__Stated goal__: Report only how many lines in the data below contain the string "cluster".

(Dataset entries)
....................

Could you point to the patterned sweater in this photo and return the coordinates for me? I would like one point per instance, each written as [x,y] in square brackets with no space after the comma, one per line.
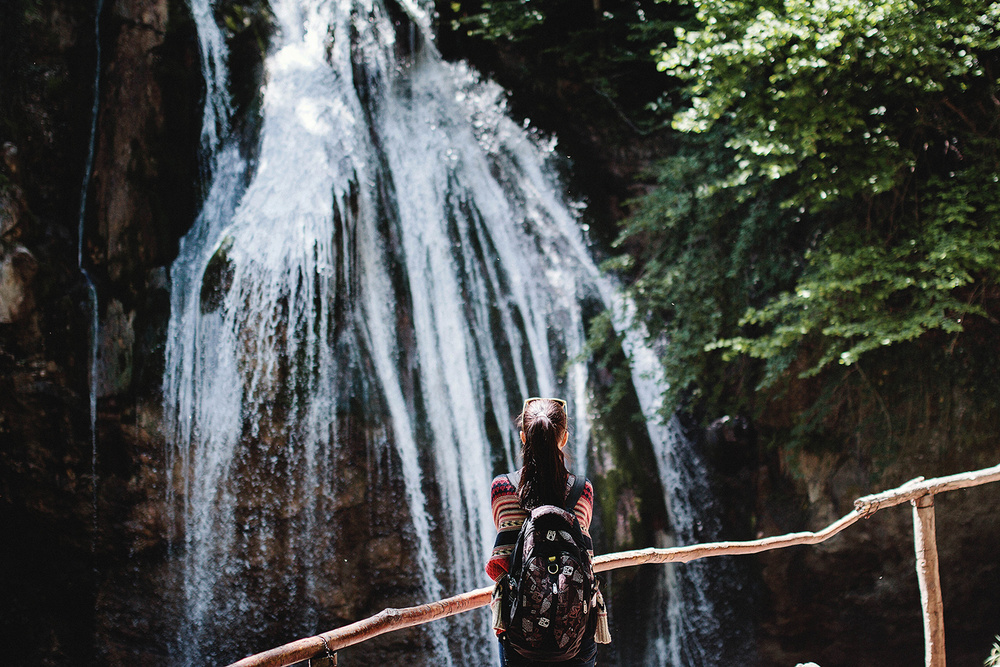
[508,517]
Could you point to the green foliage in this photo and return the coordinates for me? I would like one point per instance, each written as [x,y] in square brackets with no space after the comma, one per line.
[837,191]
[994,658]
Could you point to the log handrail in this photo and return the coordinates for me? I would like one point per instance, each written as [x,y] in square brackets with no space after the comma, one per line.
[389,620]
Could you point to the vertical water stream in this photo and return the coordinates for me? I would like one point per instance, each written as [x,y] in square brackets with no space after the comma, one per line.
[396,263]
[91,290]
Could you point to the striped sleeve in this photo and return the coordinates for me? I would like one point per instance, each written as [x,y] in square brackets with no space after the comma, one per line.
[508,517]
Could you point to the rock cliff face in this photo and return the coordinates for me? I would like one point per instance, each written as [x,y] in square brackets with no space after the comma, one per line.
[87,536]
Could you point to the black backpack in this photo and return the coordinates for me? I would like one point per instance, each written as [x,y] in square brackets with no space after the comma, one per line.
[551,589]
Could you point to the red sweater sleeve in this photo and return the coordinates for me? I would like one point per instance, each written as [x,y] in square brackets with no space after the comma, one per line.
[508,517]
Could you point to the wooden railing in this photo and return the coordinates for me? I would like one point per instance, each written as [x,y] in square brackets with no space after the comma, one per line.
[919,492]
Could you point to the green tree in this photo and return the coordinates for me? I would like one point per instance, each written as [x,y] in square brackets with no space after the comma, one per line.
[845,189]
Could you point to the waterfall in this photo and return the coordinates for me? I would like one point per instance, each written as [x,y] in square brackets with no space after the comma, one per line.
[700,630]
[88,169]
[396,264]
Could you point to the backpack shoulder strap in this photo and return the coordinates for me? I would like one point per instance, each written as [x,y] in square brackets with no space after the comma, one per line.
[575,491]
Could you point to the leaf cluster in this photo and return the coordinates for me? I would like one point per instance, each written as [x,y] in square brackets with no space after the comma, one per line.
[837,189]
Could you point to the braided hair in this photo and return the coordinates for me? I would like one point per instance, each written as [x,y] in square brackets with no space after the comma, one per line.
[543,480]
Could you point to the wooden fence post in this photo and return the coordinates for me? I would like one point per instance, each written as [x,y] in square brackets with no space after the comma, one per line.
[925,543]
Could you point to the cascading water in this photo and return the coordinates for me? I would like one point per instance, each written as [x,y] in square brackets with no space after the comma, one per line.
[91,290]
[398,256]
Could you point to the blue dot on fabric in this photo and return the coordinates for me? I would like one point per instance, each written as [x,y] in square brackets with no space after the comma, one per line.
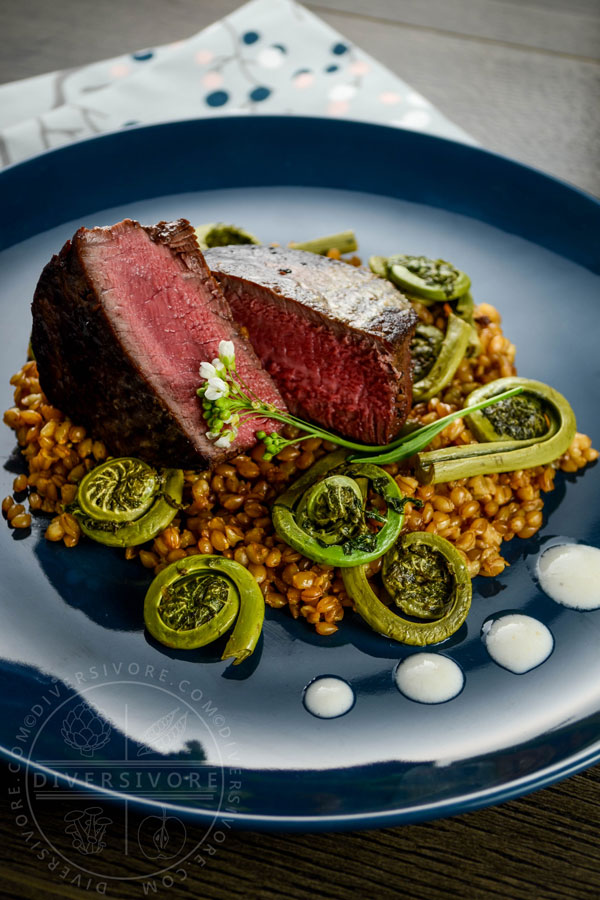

....................

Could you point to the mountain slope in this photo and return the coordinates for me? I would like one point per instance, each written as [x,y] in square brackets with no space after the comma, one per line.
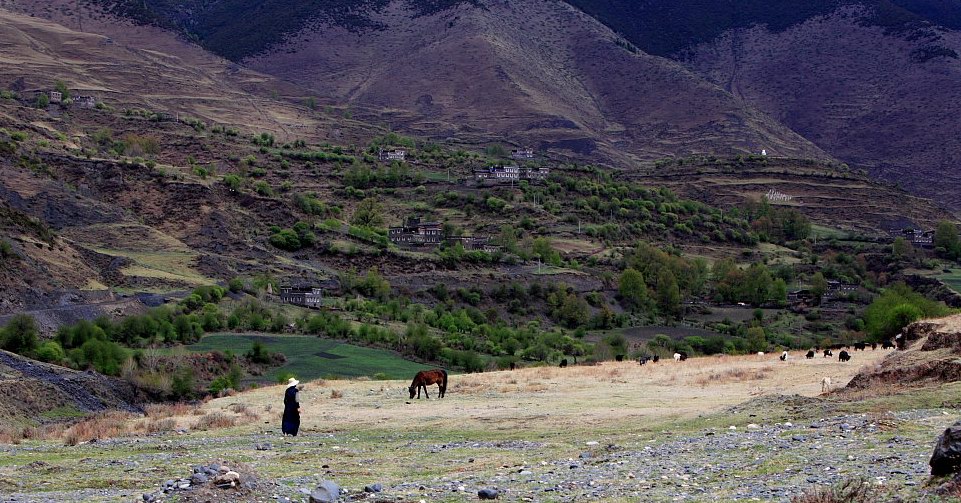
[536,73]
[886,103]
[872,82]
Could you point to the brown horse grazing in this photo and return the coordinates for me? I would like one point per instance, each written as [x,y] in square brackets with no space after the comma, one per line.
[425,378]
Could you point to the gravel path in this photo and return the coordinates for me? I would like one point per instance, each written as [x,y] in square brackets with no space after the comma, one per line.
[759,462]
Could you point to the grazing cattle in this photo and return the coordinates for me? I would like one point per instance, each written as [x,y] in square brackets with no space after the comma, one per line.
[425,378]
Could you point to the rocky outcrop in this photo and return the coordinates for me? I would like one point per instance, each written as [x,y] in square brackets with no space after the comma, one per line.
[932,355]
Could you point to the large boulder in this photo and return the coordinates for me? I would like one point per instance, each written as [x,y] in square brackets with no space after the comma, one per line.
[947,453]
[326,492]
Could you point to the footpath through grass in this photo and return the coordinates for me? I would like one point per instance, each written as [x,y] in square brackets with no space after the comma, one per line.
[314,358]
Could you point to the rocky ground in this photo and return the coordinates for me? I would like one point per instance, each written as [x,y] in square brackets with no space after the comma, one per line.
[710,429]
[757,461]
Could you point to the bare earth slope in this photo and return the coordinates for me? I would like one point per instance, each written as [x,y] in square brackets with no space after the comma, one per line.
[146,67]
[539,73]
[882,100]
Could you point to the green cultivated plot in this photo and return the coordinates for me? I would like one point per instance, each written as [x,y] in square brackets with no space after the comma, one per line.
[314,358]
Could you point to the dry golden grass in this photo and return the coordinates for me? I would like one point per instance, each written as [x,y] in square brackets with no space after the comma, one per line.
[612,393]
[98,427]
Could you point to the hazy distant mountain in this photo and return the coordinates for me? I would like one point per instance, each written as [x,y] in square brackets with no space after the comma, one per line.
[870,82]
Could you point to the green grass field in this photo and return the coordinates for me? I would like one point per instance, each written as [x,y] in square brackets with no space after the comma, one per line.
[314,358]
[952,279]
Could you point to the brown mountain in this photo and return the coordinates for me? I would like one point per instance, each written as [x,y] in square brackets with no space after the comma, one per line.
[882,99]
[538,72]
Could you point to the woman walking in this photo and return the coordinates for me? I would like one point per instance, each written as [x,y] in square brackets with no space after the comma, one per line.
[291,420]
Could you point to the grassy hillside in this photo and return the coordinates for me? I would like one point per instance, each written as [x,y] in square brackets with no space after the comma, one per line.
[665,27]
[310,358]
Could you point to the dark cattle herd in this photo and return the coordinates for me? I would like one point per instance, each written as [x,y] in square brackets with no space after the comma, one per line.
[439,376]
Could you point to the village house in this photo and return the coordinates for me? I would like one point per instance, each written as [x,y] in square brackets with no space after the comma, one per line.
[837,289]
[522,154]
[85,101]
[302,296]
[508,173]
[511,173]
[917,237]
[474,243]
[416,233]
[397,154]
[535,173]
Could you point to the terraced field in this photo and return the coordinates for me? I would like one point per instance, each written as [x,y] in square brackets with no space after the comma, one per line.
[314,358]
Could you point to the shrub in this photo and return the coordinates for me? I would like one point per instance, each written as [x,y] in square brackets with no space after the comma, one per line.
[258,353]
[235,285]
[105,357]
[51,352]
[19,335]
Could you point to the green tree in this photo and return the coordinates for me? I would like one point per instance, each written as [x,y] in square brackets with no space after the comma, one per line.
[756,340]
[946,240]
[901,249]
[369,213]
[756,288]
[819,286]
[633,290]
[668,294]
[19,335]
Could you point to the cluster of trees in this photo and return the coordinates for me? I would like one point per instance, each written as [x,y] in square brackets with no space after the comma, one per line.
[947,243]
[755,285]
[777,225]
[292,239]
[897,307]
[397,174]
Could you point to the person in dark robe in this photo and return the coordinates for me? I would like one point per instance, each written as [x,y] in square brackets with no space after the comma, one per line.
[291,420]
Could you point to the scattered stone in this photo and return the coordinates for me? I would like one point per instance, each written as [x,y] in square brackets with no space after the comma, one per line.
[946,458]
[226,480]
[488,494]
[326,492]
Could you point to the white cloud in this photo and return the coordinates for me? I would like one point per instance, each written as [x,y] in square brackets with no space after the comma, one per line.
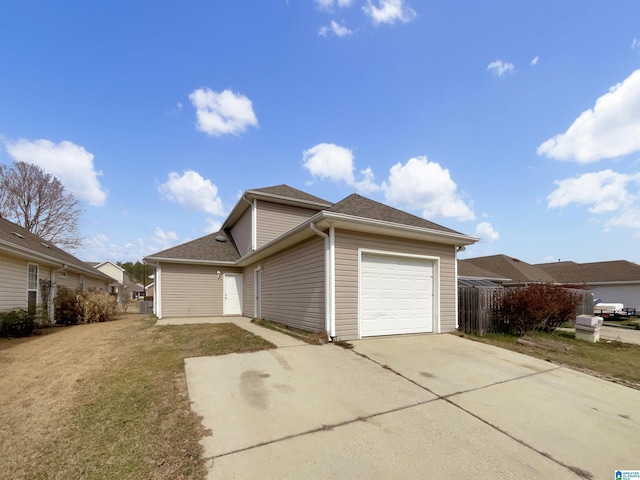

....................

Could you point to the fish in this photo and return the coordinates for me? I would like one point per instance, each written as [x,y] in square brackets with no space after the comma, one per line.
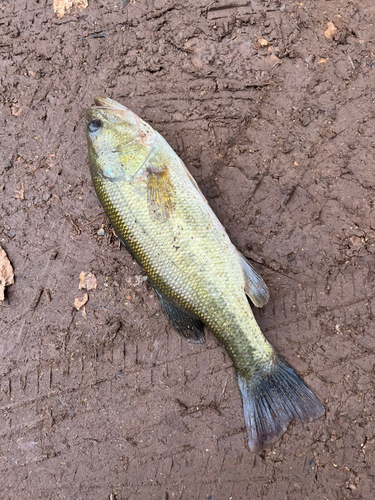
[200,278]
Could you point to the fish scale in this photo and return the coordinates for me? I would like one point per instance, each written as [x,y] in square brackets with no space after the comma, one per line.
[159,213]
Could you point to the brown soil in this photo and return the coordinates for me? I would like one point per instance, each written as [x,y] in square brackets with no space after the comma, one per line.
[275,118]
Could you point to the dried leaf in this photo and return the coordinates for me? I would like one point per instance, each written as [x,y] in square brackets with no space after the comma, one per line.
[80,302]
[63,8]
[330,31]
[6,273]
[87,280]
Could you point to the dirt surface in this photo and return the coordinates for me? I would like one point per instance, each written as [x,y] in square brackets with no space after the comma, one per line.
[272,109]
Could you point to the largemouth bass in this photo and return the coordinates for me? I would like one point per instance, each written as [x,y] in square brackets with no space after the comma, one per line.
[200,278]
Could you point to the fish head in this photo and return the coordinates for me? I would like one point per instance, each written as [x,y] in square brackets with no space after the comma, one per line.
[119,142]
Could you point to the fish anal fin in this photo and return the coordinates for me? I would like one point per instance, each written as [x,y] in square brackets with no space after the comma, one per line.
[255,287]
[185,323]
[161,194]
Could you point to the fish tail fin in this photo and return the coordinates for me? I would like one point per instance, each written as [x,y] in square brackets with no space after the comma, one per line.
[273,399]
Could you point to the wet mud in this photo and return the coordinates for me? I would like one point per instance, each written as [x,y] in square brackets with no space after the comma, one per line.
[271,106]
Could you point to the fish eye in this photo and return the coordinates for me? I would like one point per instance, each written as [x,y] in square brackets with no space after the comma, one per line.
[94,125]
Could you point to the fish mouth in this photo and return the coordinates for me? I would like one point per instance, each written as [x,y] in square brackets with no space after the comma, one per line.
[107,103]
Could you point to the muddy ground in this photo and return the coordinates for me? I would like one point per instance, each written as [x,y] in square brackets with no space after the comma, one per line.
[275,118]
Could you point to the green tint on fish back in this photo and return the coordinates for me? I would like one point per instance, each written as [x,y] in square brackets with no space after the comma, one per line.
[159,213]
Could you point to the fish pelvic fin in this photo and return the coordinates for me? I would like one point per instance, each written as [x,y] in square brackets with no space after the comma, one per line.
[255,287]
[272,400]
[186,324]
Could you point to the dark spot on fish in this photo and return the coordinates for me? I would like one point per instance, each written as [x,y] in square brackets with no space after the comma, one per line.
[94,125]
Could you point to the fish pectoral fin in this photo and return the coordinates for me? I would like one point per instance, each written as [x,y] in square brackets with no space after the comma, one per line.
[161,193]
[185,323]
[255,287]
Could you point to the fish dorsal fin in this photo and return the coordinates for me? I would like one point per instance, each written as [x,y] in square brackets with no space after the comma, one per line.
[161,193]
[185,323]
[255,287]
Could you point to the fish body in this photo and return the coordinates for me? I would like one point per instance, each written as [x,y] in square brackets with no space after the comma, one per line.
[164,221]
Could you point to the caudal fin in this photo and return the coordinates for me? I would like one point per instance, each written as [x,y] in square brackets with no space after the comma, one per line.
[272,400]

....................

__Completed exercise__: 2